Extracts from box-labeled datasets

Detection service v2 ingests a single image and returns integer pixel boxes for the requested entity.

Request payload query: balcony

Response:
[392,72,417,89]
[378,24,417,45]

_Task to carry out_
Show every line of the listing above that contains the string "entity", treating uppercase and lowercase as different.

_Completed exercise_
Detection service v2 ingests a single image and returns integer pixel boxes for the requested entity.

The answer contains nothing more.